Could you reproduce every one of the rows below word for word, changing nothing?

*EXTRACTED MATERIAL*:
>>

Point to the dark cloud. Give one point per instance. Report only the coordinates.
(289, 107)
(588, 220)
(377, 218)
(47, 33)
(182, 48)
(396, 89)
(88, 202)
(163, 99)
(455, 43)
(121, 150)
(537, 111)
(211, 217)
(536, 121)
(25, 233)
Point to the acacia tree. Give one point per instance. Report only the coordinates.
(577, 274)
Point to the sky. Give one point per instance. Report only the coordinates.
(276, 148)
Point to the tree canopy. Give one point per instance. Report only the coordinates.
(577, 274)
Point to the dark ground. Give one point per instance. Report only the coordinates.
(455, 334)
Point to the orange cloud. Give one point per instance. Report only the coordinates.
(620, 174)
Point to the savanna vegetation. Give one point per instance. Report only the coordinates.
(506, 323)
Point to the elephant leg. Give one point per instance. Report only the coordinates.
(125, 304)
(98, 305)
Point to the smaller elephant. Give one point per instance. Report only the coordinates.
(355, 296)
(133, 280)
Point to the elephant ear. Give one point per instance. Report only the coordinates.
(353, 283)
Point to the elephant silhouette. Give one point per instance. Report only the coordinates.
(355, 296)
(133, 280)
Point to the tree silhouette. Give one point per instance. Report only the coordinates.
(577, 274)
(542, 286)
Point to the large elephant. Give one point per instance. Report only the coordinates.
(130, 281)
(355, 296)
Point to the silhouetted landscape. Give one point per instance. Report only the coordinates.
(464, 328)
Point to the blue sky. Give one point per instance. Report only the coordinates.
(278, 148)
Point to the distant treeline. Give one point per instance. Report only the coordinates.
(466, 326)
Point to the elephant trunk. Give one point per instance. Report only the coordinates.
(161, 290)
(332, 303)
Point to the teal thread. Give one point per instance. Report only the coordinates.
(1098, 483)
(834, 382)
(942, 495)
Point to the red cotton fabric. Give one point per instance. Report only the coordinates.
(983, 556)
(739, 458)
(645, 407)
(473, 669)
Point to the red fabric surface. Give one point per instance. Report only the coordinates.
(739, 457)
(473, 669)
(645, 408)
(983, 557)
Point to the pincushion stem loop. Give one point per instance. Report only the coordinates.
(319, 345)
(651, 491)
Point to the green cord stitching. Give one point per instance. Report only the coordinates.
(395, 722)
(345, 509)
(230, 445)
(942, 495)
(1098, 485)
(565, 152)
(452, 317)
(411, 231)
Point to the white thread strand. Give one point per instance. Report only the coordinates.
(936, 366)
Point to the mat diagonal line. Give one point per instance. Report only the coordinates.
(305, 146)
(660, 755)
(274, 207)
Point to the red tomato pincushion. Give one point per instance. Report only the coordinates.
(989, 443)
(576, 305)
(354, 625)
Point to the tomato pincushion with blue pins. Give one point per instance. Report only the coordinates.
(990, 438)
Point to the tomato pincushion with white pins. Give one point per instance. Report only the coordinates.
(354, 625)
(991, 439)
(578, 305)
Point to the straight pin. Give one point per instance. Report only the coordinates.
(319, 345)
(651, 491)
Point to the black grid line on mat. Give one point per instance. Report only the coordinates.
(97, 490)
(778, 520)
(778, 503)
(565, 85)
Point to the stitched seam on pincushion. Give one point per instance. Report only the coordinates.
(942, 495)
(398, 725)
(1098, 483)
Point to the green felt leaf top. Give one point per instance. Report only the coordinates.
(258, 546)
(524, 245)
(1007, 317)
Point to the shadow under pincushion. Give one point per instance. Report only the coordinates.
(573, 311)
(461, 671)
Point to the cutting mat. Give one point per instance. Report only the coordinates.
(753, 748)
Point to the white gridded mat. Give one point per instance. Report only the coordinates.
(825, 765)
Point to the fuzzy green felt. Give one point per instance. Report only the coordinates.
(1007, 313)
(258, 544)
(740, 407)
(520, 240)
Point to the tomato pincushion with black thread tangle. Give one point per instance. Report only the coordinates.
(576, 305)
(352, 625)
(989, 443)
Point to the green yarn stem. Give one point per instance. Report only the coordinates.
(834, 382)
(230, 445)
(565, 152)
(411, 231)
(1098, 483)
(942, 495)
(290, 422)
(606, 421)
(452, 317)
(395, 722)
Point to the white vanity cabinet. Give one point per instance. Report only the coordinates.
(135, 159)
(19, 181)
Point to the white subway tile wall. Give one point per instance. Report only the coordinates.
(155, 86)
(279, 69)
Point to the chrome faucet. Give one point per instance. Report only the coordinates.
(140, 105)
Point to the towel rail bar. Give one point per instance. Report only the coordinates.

<<

*SOLUTION FOR THIS PROBLEM*:
Point to the dark cloud. Give one point per instance. Report only the coordinates.
(289, 107)
(588, 220)
(377, 218)
(47, 33)
(182, 48)
(396, 89)
(88, 202)
(163, 99)
(455, 43)
(121, 150)
(537, 111)
(211, 217)
(536, 121)
(25, 233)
Point to the acacia tree. Give one point per instance. Report only the coordinates.
(577, 274)
Point to the sky. Give one point per instance. Report only the coordinates.
(276, 148)
Point to the tree canopy. Give one point per instance. Report only the coordinates.
(577, 274)
Point to the dark ground. Give one point per instance. Report only the coordinates.
(455, 334)
Point to the orange cloud. Give one point per instance. Report only the coordinates.
(620, 174)
Point to the savanna vegetation. Give one point per instance. Report only the coordinates.
(506, 323)
Point to the elephant leg. Give one point per instance. Report only the coordinates.
(125, 304)
(98, 305)
Point to the smaller elephant. Give one point per instance. Report only the coordinates.
(355, 296)
(133, 280)
Point to the elephant ear. Give one point per instance. Report only the coordinates.
(353, 283)
Point to the elephant silhouette. Give one point per instance. Report only the coordinates.
(355, 296)
(133, 280)
Point to the tree silhouette. Give one point per instance. Report only the coordinates.
(577, 274)
(542, 286)
Point to the large elephant. Give one point per instance. Report only the coordinates.
(130, 281)
(355, 296)
Point to the silhouetted landscape. Give one point per instance. Report only the coordinates.
(464, 328)
Point to the blue sky. Give one point per instance. Report only the coordinates.
(278, 148)
Point to the distant treeline. Give one point per instance. Report only the coordinates.
(466, 326)
Point to the elephant trunk. Give one point per instance. Report only the coordinates.
(161, 290)
(332, 303)
Point to the teal thread. Give one point per instance. Report only the coordinates.
(1098, 483)
(834, 382)
(942, 495)
Point to the red cotton fabric. Give one point per instance. Report only the coordinates.
(983, 556)
(739, 458)
(645, 407)
(473, 669)
Point to the red fabric surface. Give one point per instance. Report only the coordinates.
(739, 457)
(473, 669)
(645, 408)
(983, 557)
Point to the pincushion stem loop. Give one point per instance. Report only the coordinates.
(319, 345)
(651, 491)
Point to the green cord stitching. Give one point per instance. Report only the coordinates.
(395, 722)
(345, 509)
(230, 445)
(942, 495)
(1098, 485)
(565, 152)
(452, 317)
(411, 231)
Point to the white thread strand. Give one point per instance. Report only the coordinates.
(936, 366)
Point to the mat diagonal line. Give one point per instance. Report only the coordinates.
(305, 146)
(660, 755)
(274, 207)
Point to the red tomato pincushion. Give one point per instance. Report only the coordinates.
(989, 443)
(576, 305)
(354, 625)
Point to the tomato pincushion with blue pins. Give one point per instance. Report only the coordinates.
(990, 438)
Point to the tomato pincushion with white pins. Give one point per instance. Report only the coordinates.
(354, 625)
(991, 439)
(578, 305)
Point to the straight pin. Give one point per instance. Report only the coordinates.
(319, 345)
(651, 491)
Point to the black grid line on mat. Give one point per instance. Report only the coordinates.
(97, 490)
(778, 520)
(778, 503)
(565, 85)
Point to the stitched seam on pincushion. Give one point per instance. Report only the coordinates.
(942, 495)
(398, 725)
(1098, 483)
Point to the green felt leaf top. Give one point per instance. Report only the coordinates.
(258, 546)
(524, 245)
(1007, 317)
Point to the shadow under pincushion. Give one point per instance. Report only the coordinates.
(573, 311)
(461, 671)
Point to the cutting mat. Give one point per instance. Report only the coordinates.
(753, 748)
Point to the white gridded mat. Give one point per instance. Report only the coordinates.
(825, 765)
Point to the fuzzy green felt. Give one point per instance. Report only the coordinates.
(1007, 313)
(258, 544)
(740, 407)
(520, 240)
Point to the tomato pincushion with black thread tangle. Give one point per instance. Report only the coordinates.
(576, 305)
(352, 625)
(989, 443)
Point to the green yarn stem. Give one point per instance. Report only the coordinates.
(834, 382)
(230, 445)
(565, 152)
(411, 231)
(1098, 483)
(942, 495)
(290, 422)
(606, 421)
(452, 317)
(395, 722)
Point to the white vanity cabinet. Give one point per instance. Report only the coordinates.
(135, 159)
(19, 181)
Point to the white subway tile wall. Give one point per instance. Report only the coordinates.
(155, 86)
(279, 69)
Point to the chrome faucet. Give one point per instance. Report only the coordinates.
(140, 105)
Point to the towel rail bar. Give one point per instance. Report only the coordinates.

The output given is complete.